=== EXCERPTED PASSAGE ===
|---|

Even before the confirmation button was introduced, we had a confirmation step in our interactive agent. Making it explicit to the user that a change in the underlying system is about to happen is an important safeguard and will definitely help build trust and improve adoption of agents.

However, ever since the system-mandated confirmation was introduced, we have run into problems. In our interactive sessions, the agent would sometimes ask for confirmation twice and sometimes would just flat out lie about having performed an action that would have required confirmation. This would go as far as us explicitly asking the agent to confirm using the confirm button and the agent replying with a fake confirmation button – instead of running the appropriate action and showing the system’s Confirm button.

Mostly though, the agent would say things like „The configuration has been stored“ without invoking any action at all. This, of course, is the worst case for us, as there is no way a user could know that something just went wrong.

Given the semi-deterministic nature of the models we are working with here, it’s of course hard to reach 100% correct behavior every single time, but the agent seemed to be actively avoiding invoking actions that would require a confirmation.
With some prompting changes we have managed to get the agent to behave correctly in roughly 40% to 90% of cases, very much depending on user input.

What’s missing (as of 24.9.24)

Cross-Product Usage

Atlassian’s agents seem to be able to work cross-product, ie can access Confluence from within Jira and vice-versa. This is not only extremely useful, it will be very much expected of app-supplied agents early on. Not being able to meet this user expectation will not only block certain use-cases, but will also frustrate users.

|---|

=== ENTRIES SHOWN ===

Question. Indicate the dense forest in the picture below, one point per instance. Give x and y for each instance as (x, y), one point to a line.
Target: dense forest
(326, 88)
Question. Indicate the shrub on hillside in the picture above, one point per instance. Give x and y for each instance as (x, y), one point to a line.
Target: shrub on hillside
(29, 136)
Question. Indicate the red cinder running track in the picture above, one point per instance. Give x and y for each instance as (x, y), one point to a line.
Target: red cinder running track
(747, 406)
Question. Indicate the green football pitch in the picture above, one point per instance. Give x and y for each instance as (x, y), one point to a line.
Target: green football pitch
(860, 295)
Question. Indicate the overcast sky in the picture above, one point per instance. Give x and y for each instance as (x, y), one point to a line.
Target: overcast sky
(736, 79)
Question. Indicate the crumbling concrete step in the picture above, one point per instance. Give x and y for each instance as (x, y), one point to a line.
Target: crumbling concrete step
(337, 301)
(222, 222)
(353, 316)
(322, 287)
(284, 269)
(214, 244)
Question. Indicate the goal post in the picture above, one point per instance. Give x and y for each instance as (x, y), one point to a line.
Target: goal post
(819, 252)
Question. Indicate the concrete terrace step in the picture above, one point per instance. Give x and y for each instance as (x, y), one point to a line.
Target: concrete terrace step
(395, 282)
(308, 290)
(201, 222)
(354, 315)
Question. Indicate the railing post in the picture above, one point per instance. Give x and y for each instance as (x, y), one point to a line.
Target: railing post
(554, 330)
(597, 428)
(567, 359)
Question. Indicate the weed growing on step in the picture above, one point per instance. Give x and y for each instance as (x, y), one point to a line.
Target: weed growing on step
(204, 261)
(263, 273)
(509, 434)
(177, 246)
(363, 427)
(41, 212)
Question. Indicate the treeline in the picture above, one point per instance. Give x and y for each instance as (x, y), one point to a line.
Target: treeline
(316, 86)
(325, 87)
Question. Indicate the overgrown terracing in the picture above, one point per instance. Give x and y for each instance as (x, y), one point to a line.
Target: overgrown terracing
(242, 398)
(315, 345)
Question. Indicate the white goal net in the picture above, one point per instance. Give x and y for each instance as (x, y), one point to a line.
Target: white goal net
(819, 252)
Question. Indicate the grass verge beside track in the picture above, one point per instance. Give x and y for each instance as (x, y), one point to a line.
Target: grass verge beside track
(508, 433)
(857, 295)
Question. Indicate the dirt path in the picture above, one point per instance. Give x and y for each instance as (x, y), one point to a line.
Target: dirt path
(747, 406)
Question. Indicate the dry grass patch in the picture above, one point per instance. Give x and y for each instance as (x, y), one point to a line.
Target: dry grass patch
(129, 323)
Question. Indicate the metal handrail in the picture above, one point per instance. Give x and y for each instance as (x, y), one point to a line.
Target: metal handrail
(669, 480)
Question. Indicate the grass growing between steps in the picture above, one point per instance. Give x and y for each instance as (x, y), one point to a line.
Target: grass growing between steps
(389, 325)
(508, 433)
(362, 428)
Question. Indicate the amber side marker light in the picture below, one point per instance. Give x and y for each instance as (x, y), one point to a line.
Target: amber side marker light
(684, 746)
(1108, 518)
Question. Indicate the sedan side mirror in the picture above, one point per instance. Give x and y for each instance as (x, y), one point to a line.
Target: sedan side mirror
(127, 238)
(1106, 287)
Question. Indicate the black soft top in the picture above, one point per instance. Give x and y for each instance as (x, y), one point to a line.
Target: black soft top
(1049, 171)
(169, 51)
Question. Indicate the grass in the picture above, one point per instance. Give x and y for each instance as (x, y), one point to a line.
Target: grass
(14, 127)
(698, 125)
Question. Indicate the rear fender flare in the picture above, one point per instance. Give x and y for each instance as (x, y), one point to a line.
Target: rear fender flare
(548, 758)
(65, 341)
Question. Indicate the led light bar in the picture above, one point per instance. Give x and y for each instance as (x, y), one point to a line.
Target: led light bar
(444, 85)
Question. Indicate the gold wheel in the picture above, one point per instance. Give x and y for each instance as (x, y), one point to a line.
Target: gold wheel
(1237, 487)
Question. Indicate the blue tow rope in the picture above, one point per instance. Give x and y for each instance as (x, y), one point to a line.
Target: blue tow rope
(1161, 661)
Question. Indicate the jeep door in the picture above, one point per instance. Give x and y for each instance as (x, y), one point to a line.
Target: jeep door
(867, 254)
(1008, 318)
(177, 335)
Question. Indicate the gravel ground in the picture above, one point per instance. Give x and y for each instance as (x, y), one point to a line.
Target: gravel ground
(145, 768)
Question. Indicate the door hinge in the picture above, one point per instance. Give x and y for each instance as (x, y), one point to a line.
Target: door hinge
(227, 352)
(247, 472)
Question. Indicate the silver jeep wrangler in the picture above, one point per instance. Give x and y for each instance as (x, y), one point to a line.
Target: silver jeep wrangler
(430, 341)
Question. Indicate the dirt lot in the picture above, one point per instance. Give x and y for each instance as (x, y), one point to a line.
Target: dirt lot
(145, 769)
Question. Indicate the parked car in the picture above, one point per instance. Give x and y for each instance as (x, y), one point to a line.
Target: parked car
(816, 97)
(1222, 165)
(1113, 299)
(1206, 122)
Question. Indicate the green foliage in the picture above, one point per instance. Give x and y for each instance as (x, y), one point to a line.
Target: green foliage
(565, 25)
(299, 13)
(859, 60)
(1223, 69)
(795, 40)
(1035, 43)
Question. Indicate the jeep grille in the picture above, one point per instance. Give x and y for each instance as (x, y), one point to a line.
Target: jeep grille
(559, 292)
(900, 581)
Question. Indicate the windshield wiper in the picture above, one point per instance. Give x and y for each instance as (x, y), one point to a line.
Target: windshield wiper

|---|

=== WORK TASK 1 ===
Using the passage on agent confirmations, decide whether each statement agrees with it: (a) the interactive agent had no confirmation step before the confirmation button was introduced; (b) prompting changes made the agent behave correctly in roughly 40% to 90% of cases; (c) Atlassian's agents can work only inside a single product. Answer yes or no for each, and quote the words of the passage that decide it.
=== WORK TASK 2 ===
Continue the passage on agent confirmations from its final sentence, in the same voice.
The data above is not needed for this work.

=== FINAL ANSWER 1 ===
(a) No: "Even before the confirmation button was introduced, we had a confirmation step in our interactive agent."
(b) Yes: "we have managed to get the agent to behave correctly in roughly 40% to 90% of cases"
(c) No: "can access Confluence from within Jira and vice-versa"

=== FINAL ANSWER 2 ===
Automation integration

We know it’s coming, but we have high hopes for this feature. Being able to make use of the AI asynchronously, ie without direct user interaction, will unlock a lot of potential for us (and most likely everyone else here).

Some tips

Drafting a prompt

While every AI will behave differently, we still found it useful to draft a prompt either using ChatGPTs web interface or a local LLM. Since we wouldn’t need to re-deploy a complete app for every slight change to the prompt, there was quite a speed-up in turn-around time.
Of course, this only works up to a point and is not useful anymore, once you get to fine-tuning your prompts.

Protect your prompt

Your agent’s prompt will not be displayed directly in the UI, but it’s still possible to trick an agent to revealing its prompt. Mostly, you can just ask an agent:

Clean up your data

When first trying out agents, we were amazed by the ease with which the AI was able to understand unprocessed JSON responses from the actions. However, we found that it does make a lot of sense to tailor the responses to make it easier for the LLM to work with.

Hope any of that is helpful. Thanks again for letting us take part in the EAP.

smansour · September 24, 2024, 3:34pm

Wow, incredible feedback - we’re very grateful for this - thank you!

I’ll let @AdamMoore jump in with all the responses in more detail, but just some quick reflections.

Cross-product usage for Forge-based agents: We would love this. This is something in our sights, but there is a bigger issue here around cross-product Forge apps. We will get to this, don’t have a date yet.

Automation integration: Well… a little gift is coming soon stay tuned. Here is an example
of me geeking out with Automation + no-code based Agents for
Confluence: No-code Rovo Agent Demo: Language Translation Agent | Loom
Jira: No-code Rovo Agent Demo: Jira Issue Theme Analyser | Loom

osiebenmarck · September 24, 2024, 4:21pm

Thank you @smansour! The automation part really looks great and we can’t wait to try that

UlrichKuhnhardtIzym1 · September 25, 2024, 12:55am

How did you manage to get access? Is there a back-channel? Going through the front door and requesting access (FRGEAP-406) didn’t get any response.